ABOUT THIS EXERCISE
Set out exactly every line of the entries below, starting at the line that holds "(a) Find the green herb" and stopping after the line that holds "(a) Find the tray".

RECORDS PROVIDED

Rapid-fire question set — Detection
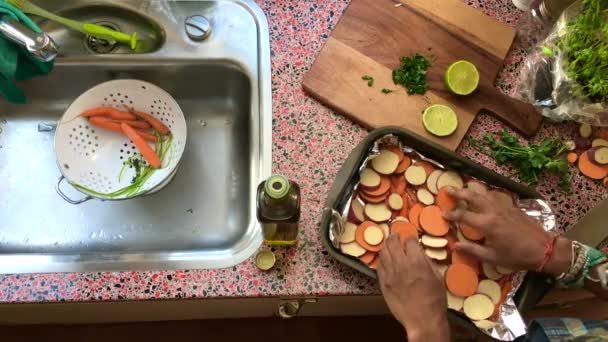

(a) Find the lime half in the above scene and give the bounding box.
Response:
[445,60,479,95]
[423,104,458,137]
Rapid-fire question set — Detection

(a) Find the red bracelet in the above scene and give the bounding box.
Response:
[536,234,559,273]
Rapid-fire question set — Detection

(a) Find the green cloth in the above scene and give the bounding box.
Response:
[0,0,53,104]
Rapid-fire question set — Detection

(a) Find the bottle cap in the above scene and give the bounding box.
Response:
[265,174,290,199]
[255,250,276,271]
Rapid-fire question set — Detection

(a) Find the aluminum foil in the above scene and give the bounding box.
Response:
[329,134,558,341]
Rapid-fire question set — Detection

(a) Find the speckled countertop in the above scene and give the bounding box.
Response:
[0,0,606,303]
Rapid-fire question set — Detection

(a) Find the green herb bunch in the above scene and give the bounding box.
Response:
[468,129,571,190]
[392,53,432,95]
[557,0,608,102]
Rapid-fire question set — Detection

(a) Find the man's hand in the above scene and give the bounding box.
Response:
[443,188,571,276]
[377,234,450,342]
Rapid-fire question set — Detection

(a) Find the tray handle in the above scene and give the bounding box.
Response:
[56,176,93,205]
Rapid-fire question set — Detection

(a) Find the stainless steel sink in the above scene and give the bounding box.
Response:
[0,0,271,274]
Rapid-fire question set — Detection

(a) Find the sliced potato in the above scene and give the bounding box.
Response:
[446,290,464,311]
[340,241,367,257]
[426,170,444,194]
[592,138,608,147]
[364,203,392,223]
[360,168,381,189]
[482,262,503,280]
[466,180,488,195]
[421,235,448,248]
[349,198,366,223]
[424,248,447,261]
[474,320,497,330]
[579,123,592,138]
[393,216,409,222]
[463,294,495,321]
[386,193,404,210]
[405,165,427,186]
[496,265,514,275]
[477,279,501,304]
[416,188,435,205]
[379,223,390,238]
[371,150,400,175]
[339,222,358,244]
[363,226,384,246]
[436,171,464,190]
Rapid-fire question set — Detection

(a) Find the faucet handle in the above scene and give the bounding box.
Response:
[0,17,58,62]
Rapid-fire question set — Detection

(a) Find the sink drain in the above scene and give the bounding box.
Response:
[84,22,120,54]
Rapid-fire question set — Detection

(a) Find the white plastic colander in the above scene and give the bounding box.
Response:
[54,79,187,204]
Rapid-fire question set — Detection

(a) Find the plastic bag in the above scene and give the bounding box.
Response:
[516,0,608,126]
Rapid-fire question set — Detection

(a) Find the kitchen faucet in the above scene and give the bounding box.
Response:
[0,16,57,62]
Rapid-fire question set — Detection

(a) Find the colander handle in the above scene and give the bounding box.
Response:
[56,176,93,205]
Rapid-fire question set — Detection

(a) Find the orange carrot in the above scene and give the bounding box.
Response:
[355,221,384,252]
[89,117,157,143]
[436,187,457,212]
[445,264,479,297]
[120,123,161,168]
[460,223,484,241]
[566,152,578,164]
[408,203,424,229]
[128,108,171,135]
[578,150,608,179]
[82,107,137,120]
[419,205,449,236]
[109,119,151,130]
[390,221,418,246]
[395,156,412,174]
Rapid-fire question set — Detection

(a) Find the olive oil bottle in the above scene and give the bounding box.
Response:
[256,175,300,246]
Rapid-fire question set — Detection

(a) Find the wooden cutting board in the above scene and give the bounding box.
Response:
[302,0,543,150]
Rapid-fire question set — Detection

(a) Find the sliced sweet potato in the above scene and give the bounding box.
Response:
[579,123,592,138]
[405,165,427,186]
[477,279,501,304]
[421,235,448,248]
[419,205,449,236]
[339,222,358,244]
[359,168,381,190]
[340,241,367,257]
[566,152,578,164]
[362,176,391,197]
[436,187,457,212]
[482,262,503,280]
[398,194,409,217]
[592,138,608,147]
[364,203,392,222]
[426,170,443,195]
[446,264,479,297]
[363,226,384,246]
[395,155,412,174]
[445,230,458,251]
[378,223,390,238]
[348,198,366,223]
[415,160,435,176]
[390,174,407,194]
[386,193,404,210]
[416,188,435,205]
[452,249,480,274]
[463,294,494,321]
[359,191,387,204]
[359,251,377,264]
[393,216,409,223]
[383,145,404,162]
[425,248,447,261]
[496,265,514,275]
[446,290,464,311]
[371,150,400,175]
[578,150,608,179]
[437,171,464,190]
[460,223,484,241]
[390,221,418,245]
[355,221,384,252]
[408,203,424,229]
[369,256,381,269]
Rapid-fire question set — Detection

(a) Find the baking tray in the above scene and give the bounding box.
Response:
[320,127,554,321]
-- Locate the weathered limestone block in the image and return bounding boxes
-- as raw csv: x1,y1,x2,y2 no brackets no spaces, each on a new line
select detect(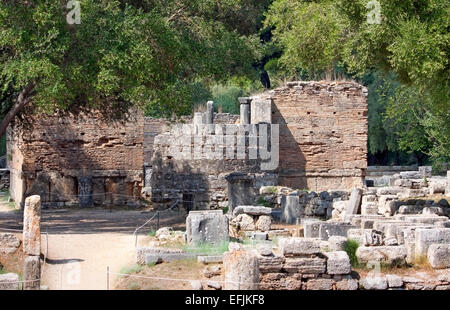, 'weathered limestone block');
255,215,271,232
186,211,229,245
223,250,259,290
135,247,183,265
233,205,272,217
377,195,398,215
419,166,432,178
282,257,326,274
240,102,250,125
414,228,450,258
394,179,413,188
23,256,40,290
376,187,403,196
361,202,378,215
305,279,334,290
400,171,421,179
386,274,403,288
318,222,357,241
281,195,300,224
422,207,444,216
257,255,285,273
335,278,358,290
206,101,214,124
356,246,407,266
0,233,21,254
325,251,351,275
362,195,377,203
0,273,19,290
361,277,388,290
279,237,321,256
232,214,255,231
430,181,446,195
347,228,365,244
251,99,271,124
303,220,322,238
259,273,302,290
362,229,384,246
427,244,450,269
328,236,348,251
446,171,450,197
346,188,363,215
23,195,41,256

ANSWER BELOW
(a) Find the green herb bunch in the above scene and give the bounding box.
Response:
[468,129,571,190]
[392,53,432,95]
[557,0,608,102]
Rapid-fire question set — Detection

(a) Find the man's hand in the above scene and give the bounding box.
Response:
[443,188,571,276]
[377,234,450,342]
Rapid-fire question set — Detection

(a) Find the tray handle in the above scene and give the bounding box.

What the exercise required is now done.